Reputation: 1359
I have defined the following optimizer with different learning rates for each parameter group:
optimizer = optim.SGD([
{'params': param_groups[0], 'lr': CFG.lr, 'weight_decay': CFG.weight_decay},
{'params': param_groups[1], 'lr': 2*CFG.lr, 'weight_decay': 0},
{'params': param_groups[2], 'lr': 10*CFG.lr, 'weight_decay': CFG.weight_decay},
{'params': param_groups[3], 'lr': 20*CFG.lr, 'weight_decay': 0},
], lr=CFG.lr, momentum=0.9, weight_decay=CFG.weight_decay, nesterov=CFG.nesterov)
Now I want to use a LR-Scheduler to update all the learning rates and not only the first one, because by deafult, a scheduler would only update the param_groups[0]?
scheduler = torch.optim.lr_scheduler.CosineAnnealingWarmRestarts(optimizer, T_0=5, T_mult=2, eta_min=CFG.min_lr, last_epoch=-1, verbose=True)
Giving me:
Parameter Group 0
dampening: 0
initial_lr: 0.001
lr: 0.0009999603905218616
momentum: 0.9
nesterov: True
weight_decay: 0.0001
Parameter Group 1
dampening: 0
initial_lr: 0.002
lr: 0.002
momentum: 0.9
nesterov: True
weight_decay: 0
Parameter Group 2
dampening: 0
initial_lr: 0.01
lr: 0.01
momentum: 0.9
nesterov: True
weight_decay: 0.0001
Parameter Group 3
dampening: 0
initial_lr: 0.02
lr: 0.02
momentum: 0.9
nesterov: True
weight_decay: 0
)
after one update.

(Entries from a dataset)

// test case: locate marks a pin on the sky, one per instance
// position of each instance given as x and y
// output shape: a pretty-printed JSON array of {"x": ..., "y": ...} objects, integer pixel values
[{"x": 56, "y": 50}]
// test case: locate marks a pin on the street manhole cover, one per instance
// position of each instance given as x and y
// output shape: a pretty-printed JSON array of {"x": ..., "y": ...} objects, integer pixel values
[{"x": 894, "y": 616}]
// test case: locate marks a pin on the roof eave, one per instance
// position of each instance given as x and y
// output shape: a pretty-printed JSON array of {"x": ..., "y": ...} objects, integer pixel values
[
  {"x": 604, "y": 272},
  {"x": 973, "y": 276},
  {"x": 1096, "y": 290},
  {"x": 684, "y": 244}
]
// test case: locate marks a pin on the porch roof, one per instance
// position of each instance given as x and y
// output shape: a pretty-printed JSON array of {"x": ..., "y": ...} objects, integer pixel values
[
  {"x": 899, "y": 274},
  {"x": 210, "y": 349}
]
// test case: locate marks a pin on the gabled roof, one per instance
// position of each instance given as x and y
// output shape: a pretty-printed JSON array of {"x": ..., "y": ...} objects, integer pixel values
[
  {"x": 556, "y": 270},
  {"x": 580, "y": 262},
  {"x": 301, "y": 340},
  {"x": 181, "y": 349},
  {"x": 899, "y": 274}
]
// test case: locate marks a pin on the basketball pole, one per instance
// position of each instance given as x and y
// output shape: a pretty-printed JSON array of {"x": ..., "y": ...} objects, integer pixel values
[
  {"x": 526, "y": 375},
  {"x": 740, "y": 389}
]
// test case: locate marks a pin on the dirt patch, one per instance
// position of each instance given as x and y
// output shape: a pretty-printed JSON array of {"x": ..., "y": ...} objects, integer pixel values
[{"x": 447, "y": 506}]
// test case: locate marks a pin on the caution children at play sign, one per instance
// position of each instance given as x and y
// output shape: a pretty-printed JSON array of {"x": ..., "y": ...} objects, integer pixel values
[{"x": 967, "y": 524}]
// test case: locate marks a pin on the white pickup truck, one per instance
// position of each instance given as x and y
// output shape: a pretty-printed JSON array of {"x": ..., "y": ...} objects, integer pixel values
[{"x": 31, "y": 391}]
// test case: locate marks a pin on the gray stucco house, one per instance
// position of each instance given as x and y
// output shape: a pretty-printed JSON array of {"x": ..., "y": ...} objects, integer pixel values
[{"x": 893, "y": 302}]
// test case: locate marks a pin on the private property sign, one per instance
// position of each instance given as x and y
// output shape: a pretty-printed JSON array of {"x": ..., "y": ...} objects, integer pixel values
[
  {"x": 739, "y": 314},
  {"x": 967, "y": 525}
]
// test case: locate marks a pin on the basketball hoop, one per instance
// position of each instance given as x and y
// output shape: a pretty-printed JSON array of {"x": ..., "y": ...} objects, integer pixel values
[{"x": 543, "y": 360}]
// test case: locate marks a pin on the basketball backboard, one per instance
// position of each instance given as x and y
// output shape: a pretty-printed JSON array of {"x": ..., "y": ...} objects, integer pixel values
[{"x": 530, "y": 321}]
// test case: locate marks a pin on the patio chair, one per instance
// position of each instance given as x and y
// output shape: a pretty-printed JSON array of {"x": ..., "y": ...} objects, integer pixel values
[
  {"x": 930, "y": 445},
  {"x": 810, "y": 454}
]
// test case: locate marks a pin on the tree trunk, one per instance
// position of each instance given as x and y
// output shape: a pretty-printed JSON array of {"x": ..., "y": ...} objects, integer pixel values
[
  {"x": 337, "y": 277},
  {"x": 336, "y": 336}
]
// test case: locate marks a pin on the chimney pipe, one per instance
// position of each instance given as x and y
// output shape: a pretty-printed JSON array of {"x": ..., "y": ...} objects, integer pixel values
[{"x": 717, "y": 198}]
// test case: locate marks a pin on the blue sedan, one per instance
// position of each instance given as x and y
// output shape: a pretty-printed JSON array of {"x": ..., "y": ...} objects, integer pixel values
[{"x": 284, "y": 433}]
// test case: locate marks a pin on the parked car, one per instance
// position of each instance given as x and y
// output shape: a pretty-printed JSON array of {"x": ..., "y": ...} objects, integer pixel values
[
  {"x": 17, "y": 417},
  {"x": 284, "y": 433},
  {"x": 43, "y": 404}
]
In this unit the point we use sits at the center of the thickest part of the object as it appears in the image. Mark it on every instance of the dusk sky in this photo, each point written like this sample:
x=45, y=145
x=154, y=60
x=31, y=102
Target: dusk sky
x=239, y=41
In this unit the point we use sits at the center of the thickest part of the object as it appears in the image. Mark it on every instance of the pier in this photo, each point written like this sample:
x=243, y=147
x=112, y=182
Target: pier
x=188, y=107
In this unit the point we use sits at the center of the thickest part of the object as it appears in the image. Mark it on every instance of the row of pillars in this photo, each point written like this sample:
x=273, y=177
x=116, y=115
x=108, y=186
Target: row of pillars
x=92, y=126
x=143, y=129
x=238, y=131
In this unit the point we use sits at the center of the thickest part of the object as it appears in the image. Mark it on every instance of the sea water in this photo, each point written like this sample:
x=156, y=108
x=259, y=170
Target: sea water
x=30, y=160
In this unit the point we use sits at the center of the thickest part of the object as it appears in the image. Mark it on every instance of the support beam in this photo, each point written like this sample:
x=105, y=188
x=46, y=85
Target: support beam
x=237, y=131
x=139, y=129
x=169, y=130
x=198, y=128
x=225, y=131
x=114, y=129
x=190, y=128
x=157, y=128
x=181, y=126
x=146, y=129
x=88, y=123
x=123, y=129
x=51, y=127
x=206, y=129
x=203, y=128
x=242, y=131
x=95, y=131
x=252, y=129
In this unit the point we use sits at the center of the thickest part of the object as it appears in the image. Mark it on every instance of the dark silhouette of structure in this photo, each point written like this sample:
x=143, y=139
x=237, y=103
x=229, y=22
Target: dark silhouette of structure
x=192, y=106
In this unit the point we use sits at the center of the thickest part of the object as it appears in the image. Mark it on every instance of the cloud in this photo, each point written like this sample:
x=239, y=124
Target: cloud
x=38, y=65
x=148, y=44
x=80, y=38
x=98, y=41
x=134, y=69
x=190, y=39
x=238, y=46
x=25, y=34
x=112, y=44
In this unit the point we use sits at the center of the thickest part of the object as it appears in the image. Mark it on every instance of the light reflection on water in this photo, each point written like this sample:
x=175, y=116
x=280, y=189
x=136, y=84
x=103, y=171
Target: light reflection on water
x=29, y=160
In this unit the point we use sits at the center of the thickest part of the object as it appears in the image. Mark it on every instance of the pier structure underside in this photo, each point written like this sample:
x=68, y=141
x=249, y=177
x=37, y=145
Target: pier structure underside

### TASKS TO PERFORM
a) From the forum post about per-group learning rates, list each keyword argument passed to CosineAnnealingWarmRestarts, along with its value.
b) Write what comes next in the forum post about per-group learning rates, starting right after its last line.
The items are separate from the forum post and are not part of it.

### ANSWERS FOR THE EXERCISE
a) T_0=5, T_mult=2, eta_min=CFG.min_lr, last_epoch=-1, verbose=True

b)
Any idea how to update all the learning rates with a scheduler?
Upvotes: 3
Views: 3602
Reputation: 2496
You are right, learning rate scheduler should update each group's learning rate one by one. After a bit of testing, it looks like, this problem only occurs with CosineAnnealingWarmRestarts scheduler. I've tested CosineAnnealingLR and couple of other schedulers, they updated each group's learning rate:
scheduler = torch.optim.lr_scheduler.CosineAnnealingLR(optimizer, 100, verbose=True)
Then, to find the cause of the problem I had a look at the source code of learning rate scheduler: https://github.com/pytorch/pytorch/blob/master/torch/optim/lr_scheduler.py
From a quick look through, it looks like there are some differences between the implementation of CosineAnnealingLR and CosineAnnealingWarmRestarts get_lr() functions:
# CosineAnnealingLR:
def get_lr(self):
if not self._get_lr_called_within_step:
warnings.warn("To get the last learning rate computed by the scheduler, "
"please use `get_last_lr()`.", UserWarning)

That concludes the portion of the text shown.